Task: The lines below, beginning at the one that contains "# test: mark one point on the reflection" and ending at the last, are to be retyped exactly.

Dataset entries:
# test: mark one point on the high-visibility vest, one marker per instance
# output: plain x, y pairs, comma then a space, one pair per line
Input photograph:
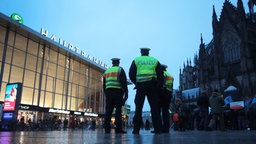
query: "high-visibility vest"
146, 68
168, 81
112, 77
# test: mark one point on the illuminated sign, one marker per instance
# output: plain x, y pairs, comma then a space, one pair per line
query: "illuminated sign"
77, 113
90, 114
59, 111
10, 97
17, 17
74, 48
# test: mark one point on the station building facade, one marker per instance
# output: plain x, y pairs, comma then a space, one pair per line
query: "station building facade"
57, 82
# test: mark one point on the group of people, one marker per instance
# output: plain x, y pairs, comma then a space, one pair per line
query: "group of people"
150, 79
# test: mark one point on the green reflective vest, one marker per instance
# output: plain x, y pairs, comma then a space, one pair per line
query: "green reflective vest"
168, 81
146, 68
111, 76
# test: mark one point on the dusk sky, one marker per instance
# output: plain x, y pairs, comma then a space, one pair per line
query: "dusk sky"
119, 28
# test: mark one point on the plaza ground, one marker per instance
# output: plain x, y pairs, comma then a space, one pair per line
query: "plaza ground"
145, 137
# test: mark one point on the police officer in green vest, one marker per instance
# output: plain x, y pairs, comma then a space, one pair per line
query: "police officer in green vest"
115, 87
147, 75
165, 99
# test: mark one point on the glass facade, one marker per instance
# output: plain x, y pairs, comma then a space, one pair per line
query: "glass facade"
51, 76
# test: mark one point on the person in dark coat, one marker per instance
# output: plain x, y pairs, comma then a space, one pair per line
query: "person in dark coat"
147, 74
203, 103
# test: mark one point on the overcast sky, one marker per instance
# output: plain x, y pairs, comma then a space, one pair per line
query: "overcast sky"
119, 28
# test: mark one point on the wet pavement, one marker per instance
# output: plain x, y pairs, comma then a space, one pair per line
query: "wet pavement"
145, 137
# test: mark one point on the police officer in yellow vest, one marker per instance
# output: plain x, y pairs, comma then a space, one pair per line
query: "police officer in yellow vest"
165, 99
115, 87
146, 73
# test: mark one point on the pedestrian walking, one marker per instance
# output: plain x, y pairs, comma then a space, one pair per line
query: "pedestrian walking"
147, 75
165, 99
115, 87
216, 104
203, 103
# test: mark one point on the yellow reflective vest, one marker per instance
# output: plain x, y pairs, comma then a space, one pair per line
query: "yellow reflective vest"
111, 75
168, 81
146, 68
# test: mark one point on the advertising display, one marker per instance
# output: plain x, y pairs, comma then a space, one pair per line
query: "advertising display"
11, 104
10, 97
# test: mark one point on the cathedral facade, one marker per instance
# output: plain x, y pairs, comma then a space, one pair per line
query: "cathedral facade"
230, 57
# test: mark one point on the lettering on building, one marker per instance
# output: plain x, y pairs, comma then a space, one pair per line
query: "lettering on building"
73, 48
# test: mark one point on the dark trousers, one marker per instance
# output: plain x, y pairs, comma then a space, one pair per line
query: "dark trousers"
148, 89
164, 105
113, 100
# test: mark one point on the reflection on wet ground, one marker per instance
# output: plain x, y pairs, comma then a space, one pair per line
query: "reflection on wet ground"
99, 137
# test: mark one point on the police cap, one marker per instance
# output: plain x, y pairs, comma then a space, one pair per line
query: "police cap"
165, 66
115, 59
145, 49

Worked solution:
# test: mark one point on the reflection on wet ground, one marker per instance
# output: plain x, y pairs, comma then a space, one pair per line
query: "reflection on wet ground"
99, 137
# test: mark one point on the police cap, one marker per instance
# output: plain x, y pairs, comma then a space, one pair per line
query: "police cap"
165, 66
115, 59
145, 49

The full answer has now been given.